→ Set problem 1:
Please echo the rows below that run between the line holding "Game engine object recognition — detect woman's face" and the line holding "58, 117, 66, 125", inclusive.

As for deleterious effects on the planet’s surface, significant changes in the way humankind obtains energy for its activities (housewarming, locomotion, goods manufacturing, and respective transportation) are necessary, which can reduce GHG emissions to sustainable levels. A turn in this direction will demand a long transition period, to adapt the entire socio-technical system, which is currently configured around solutions that involve the transition from fuel fossils to renewable energy sources (Lutsey, 2015; Ramos et al., 2003; Shu, 2019).

The automotive industry and its production chain have been continuously working to improve techniques in order to achieve pollutant reduction, which will be increasingly restrictive. Fuel refineries also need to develop more sustainable products. The research results show that the industry’s perception is to improve diesel engine technology, having in mind all pollutant-emissions reduction standards, in motor vehicles, which is not enough to achieve GHG reduction goals, set forth in the 2015 Paris Agreement. This is clear from the perception of the industry’s strategic planning individual (IND 1). This perception is also confirmed by the motor-vehicle sector’s recent data. In particular, it highlights such insufficiency in relation to the emission of carbon dioxide by engines: the aim of such gas emissions, as set out by the Air Pollution Control for Motor Vehicles, from P6 standard, of 1.5 g/kWh in 2009 to 1.0 g/kWh with the P8/Euro VI standard in 2023. This significant normative reduction also represented a significant reduction in the number of measurements performed by the Environmental Company of the State of São Paulo (‘Companhia Ambiental do Estado de São Paulo’), which points to a reduction, between 2010 and 2022, of 34.16% in the heavy-duty vehicles’ emissions. Nonetheless, considering only years between 2018 and 2022, CO2 reduction was of only 4.92% and tending to stabilization. The same perception was mentioned by players representing public authorities: they say it is not enough to increase engine efficiency and reduce emissions to achieve reduction goals, as set out in the Paris Agreement. This perception corroborates data provided by the transportation sector that, despite all efforts to adopt more efficient engines, has been failing in its attempt to reduce GHG emissions. As provided in scientific literature, efforts to additionally reduce GHG emissions, using combustion engines, need more digital technologies to monitor the equipment (Ragon & Rodríguez, 2021). Thus, it is clear, from all data sources, that we are at a point where all efforts to increase combustion-engine efficiency tend to result in modest reduction – if relevant – in the opinion of system’s players.

→ Set problem 2:
Reproduce the emissions text between "As for deleterious" and "2003; Shu, 2019).", inclusive, putting "shift" in place of each "transition".

(Entries from an annotation dataset)
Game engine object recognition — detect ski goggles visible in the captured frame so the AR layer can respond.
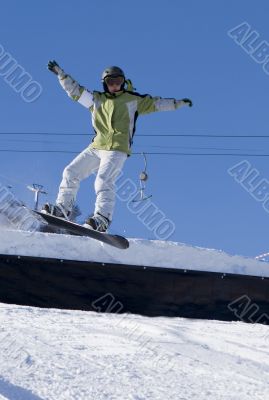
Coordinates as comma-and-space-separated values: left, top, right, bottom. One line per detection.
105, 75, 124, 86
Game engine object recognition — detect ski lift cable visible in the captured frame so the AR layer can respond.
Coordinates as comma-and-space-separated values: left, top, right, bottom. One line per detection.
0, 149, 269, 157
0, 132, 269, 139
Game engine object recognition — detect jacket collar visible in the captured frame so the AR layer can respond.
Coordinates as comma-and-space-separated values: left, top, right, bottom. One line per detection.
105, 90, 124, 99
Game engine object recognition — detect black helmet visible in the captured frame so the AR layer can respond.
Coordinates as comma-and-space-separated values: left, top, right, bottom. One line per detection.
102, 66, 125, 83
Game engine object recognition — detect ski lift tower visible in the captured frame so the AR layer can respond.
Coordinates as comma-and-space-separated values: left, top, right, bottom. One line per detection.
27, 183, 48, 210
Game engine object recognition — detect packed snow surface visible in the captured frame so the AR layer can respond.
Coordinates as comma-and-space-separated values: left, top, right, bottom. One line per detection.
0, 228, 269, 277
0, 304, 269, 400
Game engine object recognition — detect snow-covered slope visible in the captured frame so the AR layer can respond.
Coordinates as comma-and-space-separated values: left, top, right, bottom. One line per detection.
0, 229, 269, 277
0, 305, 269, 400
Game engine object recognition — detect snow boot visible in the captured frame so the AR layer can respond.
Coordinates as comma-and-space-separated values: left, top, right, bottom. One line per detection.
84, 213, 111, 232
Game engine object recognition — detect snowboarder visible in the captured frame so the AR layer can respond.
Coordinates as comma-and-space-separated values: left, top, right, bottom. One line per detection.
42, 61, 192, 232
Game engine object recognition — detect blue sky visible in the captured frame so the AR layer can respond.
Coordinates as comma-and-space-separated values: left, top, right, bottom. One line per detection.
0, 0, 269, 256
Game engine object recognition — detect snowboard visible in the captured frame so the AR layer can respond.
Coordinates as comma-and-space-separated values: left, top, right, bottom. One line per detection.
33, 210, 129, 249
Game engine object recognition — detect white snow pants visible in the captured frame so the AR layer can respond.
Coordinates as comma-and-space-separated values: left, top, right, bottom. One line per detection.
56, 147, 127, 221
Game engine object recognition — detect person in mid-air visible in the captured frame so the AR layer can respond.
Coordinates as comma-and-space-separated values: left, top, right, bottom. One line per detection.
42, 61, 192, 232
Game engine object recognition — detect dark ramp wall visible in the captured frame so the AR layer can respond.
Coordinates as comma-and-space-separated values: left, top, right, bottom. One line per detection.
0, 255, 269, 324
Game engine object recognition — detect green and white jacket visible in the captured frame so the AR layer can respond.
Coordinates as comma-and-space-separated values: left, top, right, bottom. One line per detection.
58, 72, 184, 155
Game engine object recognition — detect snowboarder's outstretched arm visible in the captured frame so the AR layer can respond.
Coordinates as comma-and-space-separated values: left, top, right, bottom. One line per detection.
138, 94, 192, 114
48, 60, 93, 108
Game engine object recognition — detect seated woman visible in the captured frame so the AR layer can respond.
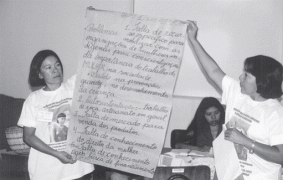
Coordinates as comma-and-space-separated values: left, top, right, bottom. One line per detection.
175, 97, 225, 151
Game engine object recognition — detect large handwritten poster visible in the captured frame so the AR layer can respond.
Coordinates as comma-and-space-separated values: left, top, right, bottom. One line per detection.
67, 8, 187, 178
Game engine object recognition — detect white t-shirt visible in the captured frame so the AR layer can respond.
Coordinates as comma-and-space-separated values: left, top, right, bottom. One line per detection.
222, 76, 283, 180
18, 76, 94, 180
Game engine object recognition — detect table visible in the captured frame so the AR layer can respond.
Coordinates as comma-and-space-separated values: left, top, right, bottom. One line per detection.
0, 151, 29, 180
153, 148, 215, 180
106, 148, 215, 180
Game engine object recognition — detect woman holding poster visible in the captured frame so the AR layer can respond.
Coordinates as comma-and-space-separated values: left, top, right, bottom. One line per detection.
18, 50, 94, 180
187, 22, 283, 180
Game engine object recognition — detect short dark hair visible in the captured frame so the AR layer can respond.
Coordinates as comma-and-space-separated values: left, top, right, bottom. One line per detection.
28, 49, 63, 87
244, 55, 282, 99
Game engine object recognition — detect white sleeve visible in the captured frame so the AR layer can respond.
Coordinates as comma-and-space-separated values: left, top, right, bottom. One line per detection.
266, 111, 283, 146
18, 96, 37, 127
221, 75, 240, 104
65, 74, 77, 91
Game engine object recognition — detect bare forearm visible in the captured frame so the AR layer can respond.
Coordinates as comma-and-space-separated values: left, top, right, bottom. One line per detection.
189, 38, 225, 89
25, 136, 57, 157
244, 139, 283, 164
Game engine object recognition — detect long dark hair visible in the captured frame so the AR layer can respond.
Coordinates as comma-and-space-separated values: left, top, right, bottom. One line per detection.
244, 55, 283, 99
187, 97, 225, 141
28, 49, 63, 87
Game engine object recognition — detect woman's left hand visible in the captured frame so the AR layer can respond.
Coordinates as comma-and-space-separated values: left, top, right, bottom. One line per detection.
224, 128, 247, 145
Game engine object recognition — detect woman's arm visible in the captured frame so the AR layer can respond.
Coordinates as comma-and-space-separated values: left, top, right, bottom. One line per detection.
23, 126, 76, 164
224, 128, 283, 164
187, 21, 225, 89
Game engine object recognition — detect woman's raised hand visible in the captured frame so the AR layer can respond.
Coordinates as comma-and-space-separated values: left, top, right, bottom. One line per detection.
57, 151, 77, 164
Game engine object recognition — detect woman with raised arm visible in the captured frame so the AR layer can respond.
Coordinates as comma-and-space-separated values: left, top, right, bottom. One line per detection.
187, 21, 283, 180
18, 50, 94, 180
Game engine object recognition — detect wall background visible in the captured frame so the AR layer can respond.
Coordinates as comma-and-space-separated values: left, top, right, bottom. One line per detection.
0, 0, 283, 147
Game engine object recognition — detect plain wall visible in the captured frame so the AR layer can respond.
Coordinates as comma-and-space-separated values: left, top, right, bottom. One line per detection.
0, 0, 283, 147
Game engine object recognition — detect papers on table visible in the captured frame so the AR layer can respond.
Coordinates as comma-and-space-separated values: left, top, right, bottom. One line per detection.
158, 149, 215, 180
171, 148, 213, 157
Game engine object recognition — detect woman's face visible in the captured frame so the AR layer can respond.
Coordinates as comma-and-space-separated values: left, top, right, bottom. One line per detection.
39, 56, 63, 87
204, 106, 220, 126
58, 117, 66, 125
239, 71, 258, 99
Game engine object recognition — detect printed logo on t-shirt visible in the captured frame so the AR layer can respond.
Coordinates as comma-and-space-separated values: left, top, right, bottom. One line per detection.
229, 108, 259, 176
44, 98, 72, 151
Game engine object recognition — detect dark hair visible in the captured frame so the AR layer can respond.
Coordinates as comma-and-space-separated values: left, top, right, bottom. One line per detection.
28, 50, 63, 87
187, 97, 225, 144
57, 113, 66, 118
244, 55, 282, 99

→ Response 1:
Game engine object recognition — detect woman's face visible in the captured frame so the AR layer can respond.
Coordinates as comma-and-space-separated values: left, top, right, bottom. One line per detection.
39, 56, 63, 87
204, 106, 220, 126
58, 117, 66, 125

→ Response 2:
As for deleterious effects on the planet’s surface, significant changes in the way humankind obtains energy for its activities (housewarming, locomotion, goods manufacturing, and respective transportation) are necessary, which can reduce GHG emissions to sustainable levels. A turn in this direction will demand a long shift period, to adapt the entire socio-technical system, which is currently configured around solutions that involve the shift from fuel fossils to renewable energy sources (Lutsey, 2015; Ramos et al., 2003; Shu, 2019).